TASK SET:
a) According to the passage on the League of Socialist Youth of Bosnia and Herzegovina, which party succeeded the organization?
b) Pick up the passage on the League of Socialist Youth of Bosnia and Herzegovina after its last sentence and carry it further.

= League of Socialist Youth of Bosnia and Herzegovina =

Youth organization in the Socialist Republic of Bosnia and Herzegovina

The League of Socialist Youth of Bosnia and Herzegovina (Savez socijalističke omladine Bosne i Hercegovine, abbreviated SSOBiH or SSO BiH) was a youth organization in the Socialist Republic of Bosnia and Herzegovina. SSOBiH traced its roots to the youth resistance movements during World War II, and became the main youth organization in the republic during the Tito era. During the 1980s, SSOBiH became increasingly autonomous from the party line and eventually became a political party of its own. It was succeeded by the Liberal Democratic Party.

SUPPLIED INFORMATION:
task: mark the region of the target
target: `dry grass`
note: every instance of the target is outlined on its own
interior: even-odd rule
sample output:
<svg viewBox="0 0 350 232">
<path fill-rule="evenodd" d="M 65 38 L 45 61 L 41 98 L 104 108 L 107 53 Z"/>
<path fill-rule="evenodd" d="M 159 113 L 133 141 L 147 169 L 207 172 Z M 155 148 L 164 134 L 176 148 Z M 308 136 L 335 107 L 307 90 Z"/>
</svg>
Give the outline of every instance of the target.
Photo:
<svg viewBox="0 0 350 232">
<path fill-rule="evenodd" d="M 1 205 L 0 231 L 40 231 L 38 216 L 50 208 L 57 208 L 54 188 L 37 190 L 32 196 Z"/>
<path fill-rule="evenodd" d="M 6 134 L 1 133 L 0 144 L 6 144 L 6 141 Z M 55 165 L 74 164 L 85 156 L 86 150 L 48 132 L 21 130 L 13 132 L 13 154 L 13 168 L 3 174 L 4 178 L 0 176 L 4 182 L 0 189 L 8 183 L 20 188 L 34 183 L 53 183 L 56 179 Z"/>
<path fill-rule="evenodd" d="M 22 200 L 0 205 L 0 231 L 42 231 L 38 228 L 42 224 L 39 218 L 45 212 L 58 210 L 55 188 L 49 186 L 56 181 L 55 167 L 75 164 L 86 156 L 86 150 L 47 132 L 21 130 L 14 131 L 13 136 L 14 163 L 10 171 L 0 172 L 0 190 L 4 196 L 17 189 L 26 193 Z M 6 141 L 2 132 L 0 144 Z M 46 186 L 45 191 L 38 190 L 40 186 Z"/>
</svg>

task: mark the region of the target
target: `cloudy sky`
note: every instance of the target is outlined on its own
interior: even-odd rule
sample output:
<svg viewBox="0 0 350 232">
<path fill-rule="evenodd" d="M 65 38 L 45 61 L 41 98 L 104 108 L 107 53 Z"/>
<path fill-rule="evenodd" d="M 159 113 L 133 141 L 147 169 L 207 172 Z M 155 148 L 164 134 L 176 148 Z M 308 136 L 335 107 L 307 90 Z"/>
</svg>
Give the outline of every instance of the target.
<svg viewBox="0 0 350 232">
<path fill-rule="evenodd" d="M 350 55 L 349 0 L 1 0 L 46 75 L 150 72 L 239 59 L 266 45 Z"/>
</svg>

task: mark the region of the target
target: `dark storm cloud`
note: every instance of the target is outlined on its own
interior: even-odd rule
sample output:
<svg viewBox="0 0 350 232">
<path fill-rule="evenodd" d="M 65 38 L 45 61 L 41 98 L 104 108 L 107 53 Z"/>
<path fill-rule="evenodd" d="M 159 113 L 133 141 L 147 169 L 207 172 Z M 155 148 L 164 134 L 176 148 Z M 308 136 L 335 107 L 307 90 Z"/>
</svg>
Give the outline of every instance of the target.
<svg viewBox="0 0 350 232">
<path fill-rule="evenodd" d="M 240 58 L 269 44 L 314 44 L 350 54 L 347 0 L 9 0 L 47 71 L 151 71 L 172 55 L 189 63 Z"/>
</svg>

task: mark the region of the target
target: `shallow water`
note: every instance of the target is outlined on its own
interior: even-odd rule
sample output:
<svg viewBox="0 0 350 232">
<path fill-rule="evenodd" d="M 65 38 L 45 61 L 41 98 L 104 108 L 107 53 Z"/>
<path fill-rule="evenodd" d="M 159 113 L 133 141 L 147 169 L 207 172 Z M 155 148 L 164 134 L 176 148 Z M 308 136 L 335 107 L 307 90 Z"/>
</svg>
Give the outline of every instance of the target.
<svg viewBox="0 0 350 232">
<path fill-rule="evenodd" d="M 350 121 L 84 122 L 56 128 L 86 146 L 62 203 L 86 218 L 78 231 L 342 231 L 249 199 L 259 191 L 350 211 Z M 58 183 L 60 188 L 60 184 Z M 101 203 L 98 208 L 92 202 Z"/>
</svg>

ANSWER SET:
a) The Liberal Democratic Party.

b)
==Anti-fascist youth movement in Bosnia and Herzegovina during World War II==
In the midst the partisan resistance struggle, in December 1941 the Young Communist League of Yugoslavia (SKOJ) took the initiative to start building the Popular Liberation Youth League of Bosnia and Herzegovina (Narodnooslobodilačkog saveza omladine Bosne i Hercegovine, abbreviated NOSOBiH), as a mass organization to seeking to unite Muslim, Croat and Serb youth to fight the Axis occupation. NOSOBiH was founded in early 1942, and towards the end of 1942 NOSOBiH became integrated into the United Antifascist Youth League of Yugoslavia (USAOJ). On September 20, 1943 a USAO BiH Regional Conference for the Bosnian Krajina was held at which the USAO BiH Regional Board was elected. The 1st congress of the United Antifascist Youth League of Bosnia and Herzegovina (Ujedinjenog saveza antifašističke omladine Bosne i Hercegovine, abbreviated USAOBiH) was held in Sarajevo May 5–9, 1945. USAOBiH published Riječ as its organ.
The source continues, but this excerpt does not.